(Work order): Transcribe the lines below exactly. No image belongs in the transcription.

(Supplied records):
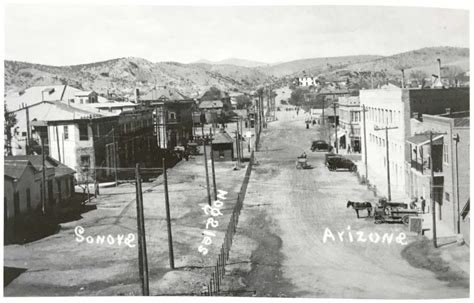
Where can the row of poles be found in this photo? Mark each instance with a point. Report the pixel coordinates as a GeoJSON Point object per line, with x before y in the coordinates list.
{"type": "Point", "coordinates": [142, 252]}
{"type": "Point", "coordinates": [217, 276]}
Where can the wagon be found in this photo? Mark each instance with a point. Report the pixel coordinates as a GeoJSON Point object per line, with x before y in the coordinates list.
{"type": "Point", "coordinates": [393, 214]}
{"type": "Point", "coordinates": [302, 163]}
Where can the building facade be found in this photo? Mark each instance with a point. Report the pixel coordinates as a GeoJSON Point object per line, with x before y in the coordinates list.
{"type": "Point", "coordinates": [393, 108]}
{"type": "Point", "coordinates": [349, 121]}
{"type": "Point", "coordinates": [449, 160]}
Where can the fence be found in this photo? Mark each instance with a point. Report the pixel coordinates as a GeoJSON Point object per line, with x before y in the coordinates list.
{"type": "Point", "coordinates": [215, 282]}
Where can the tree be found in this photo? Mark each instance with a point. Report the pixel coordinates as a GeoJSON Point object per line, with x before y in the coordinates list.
{"type": "Point", "coordinates": [243, 102]}
{"type": "Point", "coordinates": [418, 75]}
{"type": "Point", "coordinates": [9, 123]}
{"type": "Point", "coordinates": [451, 73]}
{"type": "Point", "coordinates": [297, 97]}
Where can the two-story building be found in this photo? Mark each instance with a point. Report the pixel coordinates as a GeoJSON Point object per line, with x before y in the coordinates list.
{"type": "Point", "coordinates": [448, 158]}
{"type": "Point", "coordinates": [349, 121]}
{"type": "Point", "coordinates": [393, 107]}
{"type": "Point", "coordinates": [173, 116]}
{"type": "Point", "coordinates": [28, 190]}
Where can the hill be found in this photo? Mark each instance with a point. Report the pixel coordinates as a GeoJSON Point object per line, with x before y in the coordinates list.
{"type": "Point", "coordinates": [234, 61]}
{"type": "Point", "coordinates": [124, 74]}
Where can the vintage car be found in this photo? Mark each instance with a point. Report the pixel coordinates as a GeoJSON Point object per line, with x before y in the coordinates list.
{"type": "Point", "coordinates": [320, 145]}
{"type": "Point", "coordinates": [334, 161]}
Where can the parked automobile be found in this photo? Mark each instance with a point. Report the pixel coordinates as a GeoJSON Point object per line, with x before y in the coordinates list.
{"type": "Point", "coordinates": [334, 162]}
{"type": "Point", "coordinates": [320, 145]}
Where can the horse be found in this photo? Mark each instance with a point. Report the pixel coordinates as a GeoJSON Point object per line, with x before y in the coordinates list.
{"type": "Point", "coordinates": [360, 206]}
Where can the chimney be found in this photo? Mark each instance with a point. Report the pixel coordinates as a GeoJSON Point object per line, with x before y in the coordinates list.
{"type": "Point", "coordinates": [403, 78]}
{"type": "Point", "coordinates": [439, 70]}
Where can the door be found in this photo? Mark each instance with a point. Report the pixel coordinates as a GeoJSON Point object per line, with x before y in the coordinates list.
{"type": "Point", "coordinates": [50, 193]}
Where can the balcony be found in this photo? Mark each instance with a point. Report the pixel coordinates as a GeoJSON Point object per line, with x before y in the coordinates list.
{"type": "Point", "coordinates": [425, 167]}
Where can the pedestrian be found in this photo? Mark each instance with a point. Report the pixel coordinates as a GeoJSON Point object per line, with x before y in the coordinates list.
{"type": "Point", "coordinates": [423, 204]}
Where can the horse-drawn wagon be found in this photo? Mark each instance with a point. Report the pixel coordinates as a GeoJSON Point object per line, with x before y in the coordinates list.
{"type": "Point", "coordinates": [385, 212]}
{"type": "Point", "coordinates": [393, 214]}
{"type": "Point", "coordinates": [302, 162]}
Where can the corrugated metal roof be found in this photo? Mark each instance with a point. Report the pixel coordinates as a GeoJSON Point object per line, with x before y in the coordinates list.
{"type": "Point", "coordinates": [461, 122]}
{"type": "Point", "coordinates": [222, 138]}
{"type": "Point", "coordinates": [211, 104]}
{"type": "Point", "coordinates": [15, 169]}
{"type": "Point", "coordinates": [164, 93]}
{"type": "Point", "coordinates": [422, 139]}
{"type": "Point", "coordinates": [36, 161]}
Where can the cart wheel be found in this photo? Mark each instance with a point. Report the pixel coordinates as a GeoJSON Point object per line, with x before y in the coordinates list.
{"type": "Point", "coordinates": [406, 220]}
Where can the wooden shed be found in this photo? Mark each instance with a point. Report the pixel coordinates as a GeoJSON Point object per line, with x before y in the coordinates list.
{"type": "Point", "coordinates": [222, 146]}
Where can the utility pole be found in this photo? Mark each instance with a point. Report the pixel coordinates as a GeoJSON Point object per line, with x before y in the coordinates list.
{"type": "Point", "coordinates": [142, 254]}
{"type": "Point", "coordinates": [205, 165]}
{"type": "Point", "coordinates": [456, 138]}
{"type": "Point", "coordinates": [433, 203]}
{"type": "Point", "coordinates": [115, 157]}
{"type": "Point", "coordinates": [322, 121]}
{"type": "Point", "coordinates": [43, 192]}
{"type": "Point", "coordinates": [335, 126]}
{"type": "Point", "coordinates": [28, 132]}
{"type": "Point", "coordinates": [213, 170]}
{"type": "Point", "coordinates": [168, 216]}
{"type": "Point", "coordinates": [386, 128]}
{"type": "Point", "coordinates": [241, 136]}
{"type": "Point", "coordinates": [365, 144]}
{"type": "Point", "coordinates": [57, 141]}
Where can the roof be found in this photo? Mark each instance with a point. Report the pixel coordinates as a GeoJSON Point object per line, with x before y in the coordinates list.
{"type": "Point", "coordinates": [36, 94]}
{"type": "Point", "coordinates": [211, 104]}
{"type": "Point", "coordinates": [163, 93]}
{"type": "Point", "coordinates": [422, 139]}
{"type": "Point", "coordinates": [86, 93]}
{"type": "Point", "coordinates": [59, 111]}
{"type": "Point", "coordinates": [36, 161]}
{"type": "Point", "coordinates": [15, 169]}
{"type": "Point", "coordinates": [461, 122]}
{"type": "Point", "coordinates": [222, 138]}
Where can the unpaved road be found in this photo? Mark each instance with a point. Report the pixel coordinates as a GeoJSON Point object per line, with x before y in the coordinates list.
{"type": "Point", "coordinates": [285, 214]}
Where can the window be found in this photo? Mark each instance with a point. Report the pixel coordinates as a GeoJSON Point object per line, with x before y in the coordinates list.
{"type": "Point", "coordinates": [83, 132]}
{"type": "Point", "coordinates": [445, 154]}
{"type": "Point", "coordinates": [85, 162]}
{"type": "Point", "coordinates": [28, 199]}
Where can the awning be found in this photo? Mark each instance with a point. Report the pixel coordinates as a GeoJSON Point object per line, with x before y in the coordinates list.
{"type": "Point", "coordinates": [422, 139]}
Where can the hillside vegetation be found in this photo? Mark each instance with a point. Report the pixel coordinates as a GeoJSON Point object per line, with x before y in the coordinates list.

(Solution to this task):
Where can the row of poles be found in this photo? Mark each instance with a point. Report the pixel coordinates as a GeoJSON Point object per line, with x before y in the coordinates list.
{"type": "Point", "coordinates": [142, 252]}
{"type": "Point", "coordinates": [217, 276]}
Where can the wagon be found in this photo? Mark each instance with a point. Report the pixel coordinates as a GeoJSON Point object per line, with x before y in the coordinates list.
{"type": "Point", "coordinates": [393, 214]}
{"type": "Point", "coordinates": [302, 163]}
Where can the building facade be found in this photo? Mark each instance with a point. Report the pixel coordinates as a GeoJSON Point object per line, with x before y in the coordinates list.
{"type": "Point", "coordinates": [393, 108]}
{"type": "Point", "coordinates": [349, 121]}
{"type": "Point", "coordinates": [449, 160]}
Where can the fence be found in this photo? Mark each instance with a point. Report the pixel coordinates as a GeoJSON Point object per line, with x before y in the coordinates list.
{"type": "Point", "coordinates": [215, 282]}
Where can the tree be found in this photo? Mark each instance with a point. Report the pixel coordinates as a GeoJSON Point object per line, with x before y in the coordinates list.
{"type": "Point", "coordinates": [243, 102]}
{"type": "Point", "coordinates": [418, 75]}
{"type": "Point", "coordinates": [9, 123]}
{"type": "Point", "coordinates": [451, 73]}
{"type": "Point", "coordinates": [297, 97]}
Where can the two-story building be found in this photo? Mark each instance with a point. Report the pixel coordinates as a GeoJSON Point object per line, with x before y in the coordinates list.
{"type": "Point", "coordinates": [448, 158]}
{"type": "Point", "coordinates": [349, 121]}
{"type": "Point", "coordinates": [393, 107]}
{"type": "Point", "coordinates": [173, 116]}
{"type": "Point", "coordinates": [28, 190]}
Where can the hill be found in this photo? Mark each instance with a point. Report the pixel coordinates as a GeoJSON Point object per line, with x before y in the coordinates list.
{"type": "Point", "coordinates": [234, 61]}
{"type": "Point", "coordinates": [124, 74]}
Where can the vintage car be found in this photo? Mark each instance with a point. Report the pixel coordinates as a GeoJSON Point object per line, with x before y in the coordinates list.
{"type": "Point", "coordinates": [320, 145]}
{"type": "Point", "coordinates": [334, 161]}
Where can the parked automobile be found in this photo? Mark each instance with a point. Report the pixel coordinates as a GeoJSON Point object per line, with x before y in the coordinates list.
{"type": "Point", "coordinates": [334, 162]}
{"type": "Point", "coordinates": [320, 145]}
Where can the horse be found in this photo? Mark each instance with a point. Report the pixel coordinates as a GeoJSON Point object per line, with x before y in the coordinates list.
{"type": "Point", "coordinates": [360, 206]}
Where can the chimney be found in this photo? Mark each instance with a point. Report the pixel coordinates as a GeoJSON Point object per line, with x before y in the coordinates list.
{"type": "Point", "coordinates": [403, 78]}
{"type": "Point", "coordinates": [439, 70]}
Where can the door be found in this photo? Mark each instance with a point. Report the pixel coordinates as a GeoJSON Point object per line, with x before y in the coordinates list.
{"type": "Point", "coordinates": [50, 193]}
Where can the balcony be found in this photo? Mark each instance with a point. Report the pixel coordinates as a GeoJSON Point object per line, with x before y in the coordinates list.
{"type": "Point", "coordinates": [425, 167]}
Where can the pedestrian be found in this photo? Mark each instance with a point. Report the pixel coordinates as a GeoJSON Point object per line, with x before y in the coordinates list.
{"type": "Point", "coordinates": [423, 204]}
Where can the horse-drawn wagon be found in this photo? Mark each instance with a point. Report the pixel coordinates as a GeoJSON Point object per line, with x before y in the coordinates list.
{"type": "Point", "coordinates": [385, 212]}
{"type": "Point", "coordinates": [393, 214]}
{"type": "Point", "coordinates": [302, 162]}
Where can the corrugated metal roof be found in this photo? Mark each instance with a point. Report the pixel coordinates as a GeoJSON Point object per line, with x before y in the coordinates list.
{"type": "Point", "coordinates": [461, 122]}
{"type": "Point", "coordinates": [222, 138]}
{"type": "Point", "coordinates": [211, 104]}
{"type": "Point", "coordinates": [15, 169]}
{"type": "Point", "coordinates": [164, 93]}
{"type": "Point", "coordinates": [422, 139]}
{"type": "Point", "coordinates": [36, 161]}
Where can the cart wheel be found in this photo? Mark each instance with a point. Report the pixel coordinates as a GeoJSON Point object per line, with x before y in the coordinates list.
{"type": "Point", "coordinates": [406, 220]}
Where can the wooden shed be found in this photo? Mark each instance with a point. Report the pixel coordinates as a GeoJSON Point object per line, with x before y in the coordinates list.
{"type": "Point", "coordinates": [222, 146]}
Where can the utility pole be found in this photo? Mark each instance with a point. Report the pixel coordinates as a GeoJSON Point object per line, with x before y in the coordinates list.
{"type": "Point", "coordinates": [142, 254]}
{"type": "Point", "coordinates": [205, 165]}
{"type": "Point", "coordinates": [456, 138]}
{"type": "Point", "coordinates": [433, 203]}
{"type": "Point", "coordinates": [115, 157]}
{"type": "Point", "coordinates": [322, 121]}
{"type": "Point", "coordinates": [43, 192]}
{"type": "Point", "coordinates": [335, 126]}
{"type": "Point", "coordinates": [28, 132]}
{"type": "Point", "coordinates": [213, 170]}
{"type": "Point", "coordinates": [168, 216]}
{"type": "Point", "coordinates": [386, 128]}
{"type": "Point", "coordinates": [241, 136]}
{"type": "Point", "coordinates": [365, 144]}
{"type": "Point", "coordinates": [57, 141]}
Where can the roof be found in this photo? Mark each instance with a point. Report the pixel coordinates as a GeoJSON Point object per line, with x before y in the coordinates list.
{"type": "Point", "coordinates": [36, 94]}
{"type": "Point", "coordinates": [211, 104]}
{"type": "Point", "coordinates": [163, 93]}
{"type": "Point", "coordinates": [422, 139]}
{"type": "Point", "coordinates": [86, 93]}
{"type": "Point", "coordinates": [59, 111]}
{"type": "Point", "coordinates": [36, 161]}
{"type": "Point", "coordinates": [15, 169]}
{"type": "Point", "coordinates": [461, 122]}
{"type": "Point", "coordinates": [222, 138]}
Where can the unpaved road be found in this photo? Mark each instance with a point. Report the pixel coordinates as a GeoJSON Point object per line, with x before y in the coordinates list.
{"type": "Point", "coordinates": [285, 214]}
Where can the window be found in this photo? Mark each instance with a point. Report the pixel coordinates as a GeoJSON Point object per line, with x before y in the coordinates list.
{"type": "Point", "coordinates": [83, 132]}
{"type": "Point", "coordinates": [445, 154]}
{"type": "Point", "coordinates": [85, 162]}
{"type": "Point", "coordinates": [28, 199]}
Where can the awning be found in this photo? Mark each instance with a point. Report the pixel coordinates as a GeoJSON Point object per line, with x before y in the coordinates list.
{"type": "Point", "coordinates": [422, 139]}
Where can the hillside vegetation be found in this photo? Mark each instance with a point. Report the pixel coordinates as a GeoJSON Point object per line, with x before y in the coordinates list.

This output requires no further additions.